▸ Task instructions: In the entries below, find every line with the string "armchair" and copy it.

▸ Data extract:
▼▼▼
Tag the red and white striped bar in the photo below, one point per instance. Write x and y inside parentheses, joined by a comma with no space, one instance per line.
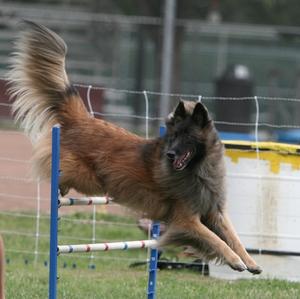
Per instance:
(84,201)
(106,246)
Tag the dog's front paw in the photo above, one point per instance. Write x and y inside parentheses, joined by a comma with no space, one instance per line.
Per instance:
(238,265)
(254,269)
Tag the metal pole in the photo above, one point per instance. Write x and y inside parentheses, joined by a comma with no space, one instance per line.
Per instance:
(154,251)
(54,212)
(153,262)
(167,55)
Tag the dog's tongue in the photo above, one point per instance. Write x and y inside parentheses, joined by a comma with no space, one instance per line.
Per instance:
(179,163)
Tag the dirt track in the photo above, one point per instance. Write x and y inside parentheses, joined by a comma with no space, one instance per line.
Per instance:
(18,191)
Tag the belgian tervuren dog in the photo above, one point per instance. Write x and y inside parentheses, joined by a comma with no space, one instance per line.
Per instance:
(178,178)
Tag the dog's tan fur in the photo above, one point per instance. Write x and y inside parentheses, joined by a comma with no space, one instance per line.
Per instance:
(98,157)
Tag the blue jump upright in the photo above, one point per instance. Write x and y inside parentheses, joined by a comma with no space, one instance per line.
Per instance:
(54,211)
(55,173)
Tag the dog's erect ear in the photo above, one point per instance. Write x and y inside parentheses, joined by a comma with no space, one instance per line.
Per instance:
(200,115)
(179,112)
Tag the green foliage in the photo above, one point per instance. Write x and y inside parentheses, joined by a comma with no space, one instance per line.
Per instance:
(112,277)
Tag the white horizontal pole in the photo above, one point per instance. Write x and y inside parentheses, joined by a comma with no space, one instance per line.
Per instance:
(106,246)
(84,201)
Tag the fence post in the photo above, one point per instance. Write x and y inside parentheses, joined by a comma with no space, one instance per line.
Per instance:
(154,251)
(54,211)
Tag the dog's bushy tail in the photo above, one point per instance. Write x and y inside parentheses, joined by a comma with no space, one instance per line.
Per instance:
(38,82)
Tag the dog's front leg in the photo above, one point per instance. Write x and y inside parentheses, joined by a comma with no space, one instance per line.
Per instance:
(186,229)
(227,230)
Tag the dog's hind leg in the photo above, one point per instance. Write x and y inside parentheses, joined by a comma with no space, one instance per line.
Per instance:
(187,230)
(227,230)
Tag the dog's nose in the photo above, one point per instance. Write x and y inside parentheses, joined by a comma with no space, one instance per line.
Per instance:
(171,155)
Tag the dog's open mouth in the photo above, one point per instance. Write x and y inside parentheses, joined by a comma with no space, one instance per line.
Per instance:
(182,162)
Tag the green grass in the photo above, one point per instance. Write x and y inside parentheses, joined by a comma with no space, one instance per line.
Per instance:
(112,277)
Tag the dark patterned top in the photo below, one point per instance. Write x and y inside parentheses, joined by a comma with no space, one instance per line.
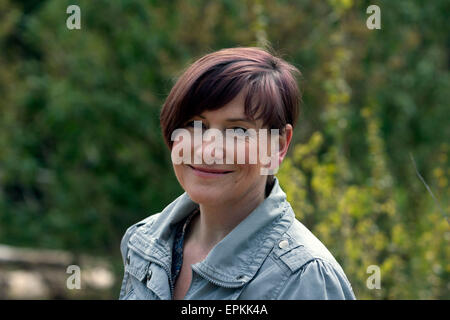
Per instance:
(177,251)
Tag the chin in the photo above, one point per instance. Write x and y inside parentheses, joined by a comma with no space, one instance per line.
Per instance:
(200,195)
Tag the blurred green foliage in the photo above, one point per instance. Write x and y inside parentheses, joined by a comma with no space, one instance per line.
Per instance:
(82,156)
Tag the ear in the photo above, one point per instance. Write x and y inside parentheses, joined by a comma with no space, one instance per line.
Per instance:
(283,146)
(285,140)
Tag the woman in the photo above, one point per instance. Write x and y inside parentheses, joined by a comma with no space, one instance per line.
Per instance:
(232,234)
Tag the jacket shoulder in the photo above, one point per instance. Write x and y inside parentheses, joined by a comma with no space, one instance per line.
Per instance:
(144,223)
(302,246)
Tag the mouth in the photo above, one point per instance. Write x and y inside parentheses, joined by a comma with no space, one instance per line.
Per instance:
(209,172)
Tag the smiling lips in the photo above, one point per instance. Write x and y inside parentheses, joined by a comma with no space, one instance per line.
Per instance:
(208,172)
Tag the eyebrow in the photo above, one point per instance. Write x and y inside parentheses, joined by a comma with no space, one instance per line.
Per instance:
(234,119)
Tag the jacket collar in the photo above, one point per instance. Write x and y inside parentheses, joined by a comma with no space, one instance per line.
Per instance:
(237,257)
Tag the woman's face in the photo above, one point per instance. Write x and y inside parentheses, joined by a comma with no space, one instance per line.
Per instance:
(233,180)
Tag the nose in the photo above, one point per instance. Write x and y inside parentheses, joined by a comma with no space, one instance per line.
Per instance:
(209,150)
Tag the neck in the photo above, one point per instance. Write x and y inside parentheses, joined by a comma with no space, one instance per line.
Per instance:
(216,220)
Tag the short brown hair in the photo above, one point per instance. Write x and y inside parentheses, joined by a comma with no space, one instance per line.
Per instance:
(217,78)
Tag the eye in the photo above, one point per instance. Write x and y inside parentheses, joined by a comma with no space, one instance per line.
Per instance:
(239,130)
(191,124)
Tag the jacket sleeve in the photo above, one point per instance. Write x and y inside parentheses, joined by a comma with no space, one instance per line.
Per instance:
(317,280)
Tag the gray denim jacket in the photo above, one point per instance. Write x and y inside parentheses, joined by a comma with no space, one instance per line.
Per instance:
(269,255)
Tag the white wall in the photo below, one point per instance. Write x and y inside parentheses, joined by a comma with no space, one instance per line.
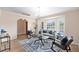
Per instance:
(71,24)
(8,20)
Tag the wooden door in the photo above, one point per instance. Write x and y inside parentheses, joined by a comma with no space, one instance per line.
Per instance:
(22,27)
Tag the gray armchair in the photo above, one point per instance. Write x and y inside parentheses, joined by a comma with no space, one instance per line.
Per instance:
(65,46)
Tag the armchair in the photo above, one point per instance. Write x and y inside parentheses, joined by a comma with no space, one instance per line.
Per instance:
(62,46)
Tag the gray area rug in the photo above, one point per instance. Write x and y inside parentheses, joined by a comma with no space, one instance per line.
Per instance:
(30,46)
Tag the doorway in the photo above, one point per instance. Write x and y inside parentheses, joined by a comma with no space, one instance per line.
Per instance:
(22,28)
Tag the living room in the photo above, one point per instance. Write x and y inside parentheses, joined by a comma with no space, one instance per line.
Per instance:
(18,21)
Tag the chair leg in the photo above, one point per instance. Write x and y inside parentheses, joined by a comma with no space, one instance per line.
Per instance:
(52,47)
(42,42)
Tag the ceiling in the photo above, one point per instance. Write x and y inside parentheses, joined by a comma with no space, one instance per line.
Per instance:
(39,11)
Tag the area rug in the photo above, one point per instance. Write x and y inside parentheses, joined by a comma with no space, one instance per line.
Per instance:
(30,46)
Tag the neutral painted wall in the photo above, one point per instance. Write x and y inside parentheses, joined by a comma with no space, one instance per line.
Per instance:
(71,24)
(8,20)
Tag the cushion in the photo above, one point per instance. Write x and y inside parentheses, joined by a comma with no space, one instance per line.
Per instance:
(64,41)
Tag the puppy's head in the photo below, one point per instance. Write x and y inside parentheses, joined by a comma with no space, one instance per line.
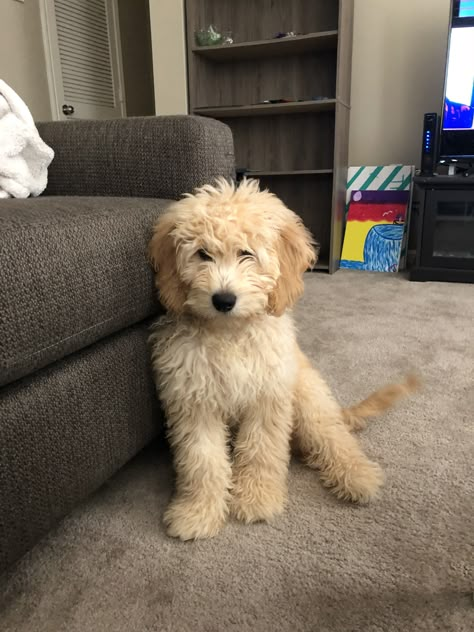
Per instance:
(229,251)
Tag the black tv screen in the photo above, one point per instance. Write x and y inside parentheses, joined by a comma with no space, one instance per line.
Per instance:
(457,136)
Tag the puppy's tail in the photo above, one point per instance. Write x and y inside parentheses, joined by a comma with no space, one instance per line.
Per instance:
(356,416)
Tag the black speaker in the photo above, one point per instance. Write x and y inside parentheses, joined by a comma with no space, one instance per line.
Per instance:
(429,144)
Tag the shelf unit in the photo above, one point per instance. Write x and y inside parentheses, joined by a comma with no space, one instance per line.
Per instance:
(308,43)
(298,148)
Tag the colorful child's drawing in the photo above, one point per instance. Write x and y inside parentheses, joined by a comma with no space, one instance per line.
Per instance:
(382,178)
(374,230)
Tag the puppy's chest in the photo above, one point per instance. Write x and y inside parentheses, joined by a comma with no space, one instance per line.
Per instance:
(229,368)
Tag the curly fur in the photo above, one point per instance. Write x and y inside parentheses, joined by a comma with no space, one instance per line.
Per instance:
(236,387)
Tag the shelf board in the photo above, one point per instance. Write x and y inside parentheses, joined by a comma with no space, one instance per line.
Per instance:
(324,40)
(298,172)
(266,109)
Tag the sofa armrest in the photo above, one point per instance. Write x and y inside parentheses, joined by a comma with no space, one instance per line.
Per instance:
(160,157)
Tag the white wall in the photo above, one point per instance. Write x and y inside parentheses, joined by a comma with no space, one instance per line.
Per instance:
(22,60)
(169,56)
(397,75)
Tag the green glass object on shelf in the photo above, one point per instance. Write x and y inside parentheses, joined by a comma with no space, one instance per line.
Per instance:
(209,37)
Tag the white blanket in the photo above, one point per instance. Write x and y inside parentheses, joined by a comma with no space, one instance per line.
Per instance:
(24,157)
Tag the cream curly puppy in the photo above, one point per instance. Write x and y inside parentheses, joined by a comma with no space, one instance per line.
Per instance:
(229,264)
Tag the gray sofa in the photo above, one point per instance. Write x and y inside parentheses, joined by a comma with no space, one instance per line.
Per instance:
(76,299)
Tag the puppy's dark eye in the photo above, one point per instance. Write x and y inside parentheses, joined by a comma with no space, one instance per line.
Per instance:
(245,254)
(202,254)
▲▲▲
▸ Solution to the problem:
Tag the gray armchair in the photo above, one point per instance. Write x and y inside parentheses, joined by a comma with no space, one instance per line.
Tag the armchair in the photo above, one point per instance. Write x and y inside parentheses, joined by a comma with no space, one instance per line.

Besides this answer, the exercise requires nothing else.